**Passage shown:**
You might need to prod @NCWoodSmith and see if some of his local tree service guys dropped any NIP recently. He is closer to where it's at. Zone 9a will drop a NIP from frostbite unless it's protected so I doubt any of our local is NIP. If only folks knew what was in the dump in the other fellows area! To Texas desert dwellers, cactus and mesquite is trash, to Florida folks, palms, NIP, and camphor are given away for clean up, in the NW coastal areas, BLM burl is left to rot quite often, here in Tennessee Rock maple is often left to rot in the yards because it isn't the "best" firewood. And on and on...

Reactions: Agree 2 | Useful 1


----------



## Jonkou (Apr 22, 2022)

Ron Kent (RIP) was one of my mentors back in the 90’s. He had a huge tank of oil to submerge the pieces then set on a screen to drip dry over the outdoor tank, sand, dip again, sand, dip… works great in HI. Kelly Dunn from the big island is well known for the translucent NIP pieces as well. NIP is a versatile artistic wood and a pleasure to turn.

Checked out the white pine down the street, don’t see any 12” with branches.

Reactions: Like 1


----------



## Mike Hill (Apr 22, 2022)

Ron Kent a mentor = that's cool! Way cool!!!! I think I've read it was a 100 gal tank of oil with scrounged wire refrigerator shelves for draining.

**Stated exercise a:**
Transcribe the rows from the line containing "Every instance of the raised" through the line containing "[(196, 249)]", including both of those lines.

**Dataset records:**
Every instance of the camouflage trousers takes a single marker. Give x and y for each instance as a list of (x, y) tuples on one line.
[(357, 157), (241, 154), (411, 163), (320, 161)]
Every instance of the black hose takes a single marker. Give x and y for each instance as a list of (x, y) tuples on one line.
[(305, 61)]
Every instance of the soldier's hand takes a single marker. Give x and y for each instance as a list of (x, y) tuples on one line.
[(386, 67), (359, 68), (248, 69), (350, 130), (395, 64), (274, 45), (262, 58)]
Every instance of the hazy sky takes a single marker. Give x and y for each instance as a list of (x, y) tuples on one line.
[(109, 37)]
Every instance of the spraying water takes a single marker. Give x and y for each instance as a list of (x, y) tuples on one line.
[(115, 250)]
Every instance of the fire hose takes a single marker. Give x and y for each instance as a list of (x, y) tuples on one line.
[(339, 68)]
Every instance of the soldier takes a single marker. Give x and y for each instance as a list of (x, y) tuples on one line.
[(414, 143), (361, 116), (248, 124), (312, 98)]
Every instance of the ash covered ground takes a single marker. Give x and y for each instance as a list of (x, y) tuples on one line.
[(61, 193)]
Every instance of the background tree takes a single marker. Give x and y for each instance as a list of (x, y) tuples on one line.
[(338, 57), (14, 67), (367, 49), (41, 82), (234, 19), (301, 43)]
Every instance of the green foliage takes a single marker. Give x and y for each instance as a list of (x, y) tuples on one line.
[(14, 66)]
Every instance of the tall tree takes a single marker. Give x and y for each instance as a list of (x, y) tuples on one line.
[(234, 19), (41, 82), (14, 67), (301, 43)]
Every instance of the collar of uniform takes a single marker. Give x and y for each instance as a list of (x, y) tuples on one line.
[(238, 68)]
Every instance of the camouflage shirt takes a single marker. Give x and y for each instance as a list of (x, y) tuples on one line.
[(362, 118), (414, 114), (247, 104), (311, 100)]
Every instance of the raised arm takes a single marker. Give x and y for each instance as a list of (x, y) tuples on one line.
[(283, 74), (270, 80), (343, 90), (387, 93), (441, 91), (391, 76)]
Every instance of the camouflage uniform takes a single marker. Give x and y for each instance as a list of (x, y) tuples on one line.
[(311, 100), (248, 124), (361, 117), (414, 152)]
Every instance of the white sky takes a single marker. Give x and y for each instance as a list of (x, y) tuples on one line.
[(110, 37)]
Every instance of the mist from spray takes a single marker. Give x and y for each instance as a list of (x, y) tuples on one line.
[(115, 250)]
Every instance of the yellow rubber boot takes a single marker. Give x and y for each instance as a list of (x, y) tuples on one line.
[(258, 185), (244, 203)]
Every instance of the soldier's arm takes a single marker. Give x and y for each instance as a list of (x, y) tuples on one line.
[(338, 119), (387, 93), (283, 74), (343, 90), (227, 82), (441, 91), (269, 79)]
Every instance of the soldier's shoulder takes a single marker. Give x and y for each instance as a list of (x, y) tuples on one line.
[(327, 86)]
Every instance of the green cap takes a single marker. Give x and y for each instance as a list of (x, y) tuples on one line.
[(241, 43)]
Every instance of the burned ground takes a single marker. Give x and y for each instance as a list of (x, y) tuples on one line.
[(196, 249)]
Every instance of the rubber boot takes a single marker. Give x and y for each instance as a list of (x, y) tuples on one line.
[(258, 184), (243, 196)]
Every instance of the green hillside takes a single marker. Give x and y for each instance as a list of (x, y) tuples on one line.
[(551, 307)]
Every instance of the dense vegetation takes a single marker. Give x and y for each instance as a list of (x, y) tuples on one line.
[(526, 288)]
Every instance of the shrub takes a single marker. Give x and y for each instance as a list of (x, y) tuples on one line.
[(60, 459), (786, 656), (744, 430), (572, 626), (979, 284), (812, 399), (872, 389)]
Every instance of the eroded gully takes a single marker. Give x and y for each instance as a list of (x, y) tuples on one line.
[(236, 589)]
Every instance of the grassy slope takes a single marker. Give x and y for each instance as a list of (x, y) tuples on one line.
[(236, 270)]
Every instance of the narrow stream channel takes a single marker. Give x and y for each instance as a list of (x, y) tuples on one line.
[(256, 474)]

**Stated exercise b:**
Summarize the forum thread in three sentences.

**Exercise output a:**
Every instance of the raised arm takes a single marker. Give x and y for each instance as a list of (x, y) tuples on one line.
[(283, 74), (270, 80), (343, 90), (387, 93), (441, 91), (391, 76)]
Every instance of the camouflage uniform takes a single marker. Give x and y for each instance as a list of (x, y) tuples on one line.
[(311, 100), (248, 124), (361, 117), (414, 152)]
Every instance of the white sky takes a single marker. Give x and y for each instance as a list of (x, y) tuples on one line.
[(110, 37)]
Every instance of the mist from spray takes a single marker. Give x and y for each instance as a list of (x, y) tuples on one line.
[(115, 250)]
Every instance of the yellow rubber boot takes a single marker. Give x and y for each instance as a list of (x, y) tuples on one line.
[(258, 185), (244, 203)]
Every instance of the soldier's arm takes a single marker. Give x and y for each instance as a list of (x, y) tuples on one line.
[(338, 119), (387, 93), (283, 74), (343, 90), (227, 82), (441, 91), (269, 79)]
Every instance of the soldier's shoulder takes a single marker. Give x and y for each instance as a list of (x, y) tuples on one line.
[(327, 86)]
Every instance of the green cap takes a single marker. Give x and y for each instance as a list of (x, y) tuples on one line.
[(241, 43)]
Every instance of the burned ground takes a single marker. Give x and y for each instance as a list of (x, y) tuples on one line.
[(196, 249)]

**Exercise output b:**
One poster suggests asking @NCWoodSmith about NIP and notes that in Zone 9a, NIP dies from frostbite unless it is protected. The same poster adds that each region throws out wood that people elsewhere would want, such as Tennessee rock maple left to rot in yards. Another poster recalls their mentor Ron Kent submerging pieces in a huge tank of oil, letting them drip dry, and alternating sanding and dipping, and a reply says the tank held 100 gallons of oil and used scrounged wire refrigerator shelves for draining.